Each line that follows should be printed again exactly as it stands.

** Start of Raw records **

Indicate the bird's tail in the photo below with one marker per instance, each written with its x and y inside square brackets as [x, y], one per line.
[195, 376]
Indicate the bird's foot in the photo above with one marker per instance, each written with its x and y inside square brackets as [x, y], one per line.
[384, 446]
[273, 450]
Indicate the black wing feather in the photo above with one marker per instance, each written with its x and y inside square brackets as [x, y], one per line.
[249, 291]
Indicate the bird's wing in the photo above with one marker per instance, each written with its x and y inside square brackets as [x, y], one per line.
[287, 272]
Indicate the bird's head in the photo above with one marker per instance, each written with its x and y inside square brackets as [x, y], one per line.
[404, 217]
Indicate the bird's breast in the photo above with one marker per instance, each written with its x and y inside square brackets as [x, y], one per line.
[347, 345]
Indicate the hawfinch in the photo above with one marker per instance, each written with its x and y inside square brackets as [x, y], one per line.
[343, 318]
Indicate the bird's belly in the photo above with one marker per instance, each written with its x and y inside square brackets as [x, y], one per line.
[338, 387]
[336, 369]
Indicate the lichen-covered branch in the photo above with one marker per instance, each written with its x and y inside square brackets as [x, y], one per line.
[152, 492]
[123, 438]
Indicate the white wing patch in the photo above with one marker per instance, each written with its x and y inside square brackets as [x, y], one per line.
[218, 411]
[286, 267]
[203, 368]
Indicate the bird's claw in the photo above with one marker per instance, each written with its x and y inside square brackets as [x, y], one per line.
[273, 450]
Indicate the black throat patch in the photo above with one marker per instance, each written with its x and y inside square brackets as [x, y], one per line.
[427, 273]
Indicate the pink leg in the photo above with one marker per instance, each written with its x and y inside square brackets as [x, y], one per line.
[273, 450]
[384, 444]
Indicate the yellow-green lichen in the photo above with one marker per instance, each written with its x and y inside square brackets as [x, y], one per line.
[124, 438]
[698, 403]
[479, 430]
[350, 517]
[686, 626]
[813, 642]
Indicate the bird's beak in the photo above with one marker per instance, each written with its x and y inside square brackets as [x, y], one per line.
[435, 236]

** End of Raw records **

**The solution:**
Indicate the bird's tail in the photo below with one marker per instance, each written with its x and y inside square brackets as [x, y], one per line.
[195, 376]
Indicate the bird's foot in the photo above with one marker per instance, each written with its x and y inside square brackets as [x, y], one per line.
[384, 446]
[273, 450]
Indicate the black wing feather in the photo above with one marker per instance, each written with its x and y inside square brackets as [x, y], one per line.
[249, 291]
Indicate the bird's wing in the photo above with one marker per instance, each written with its x and y inside square brackets as [x, y], one per line.
[287, 272]
Indicate the bird's head in the photo above with one marker per instance, each written with its x and y inside square brackets as [x, y], one per line.
[404, 217]
Indicate the bird's breast in the photo above with one marker per instance, each written with its x and y inside square brackets as [x, y], one per line.
[347, 345]
Indicate the hawfinch in the photo above with one marker per instance, each written with its x and y inside square brackets as [x, y], one per line.
[343, 318]
Indicate the bird's belly in the photo above with one marker per instance, each written with its x and y inside square brackets as [x, y], one per line.
[338, 387]
[336, 369]
Indicate the lichen-covered branch in the photo above with one marker per instance, each written with its x and y inside square brackets as [x, y], one per line.
[152, 492]
[123, 438]
Indicate the white wing patch in the photo above with one marker per instance, each written with its x and y inside square brackets as [x, y], one per line.
[218, 411]
[286, 267]
[203, 368]
Indicate the bird's claw in the photo above with one marker per instance, each written with its x and y inside square brackets as [x, y], one per line.
[273, 450]
Indicate the black throat patch in the photo above with one marker per instance, each written with its x and y inside square brackets as [x, y], one per line.
[427, 273]
Indicate the pink leg in the photo above with one marker per instance, each written with its x and y inside square brackets as [x, y], one per line.
[273, 450]
[384, 444]
Indicate the yellow-green lichen in the photo above with one marker per instance, each written with its x and y inside square brackets as [x, y], one per line.
[124, 438]
[698, 403]
[479, 430]
[350, 517]
[686, 626]
[813, 642]
Indicate the bird's beak in the photo above with one marker per instance, each written with its x and y inside square brackets as [x, y], one per line.
[435, 236]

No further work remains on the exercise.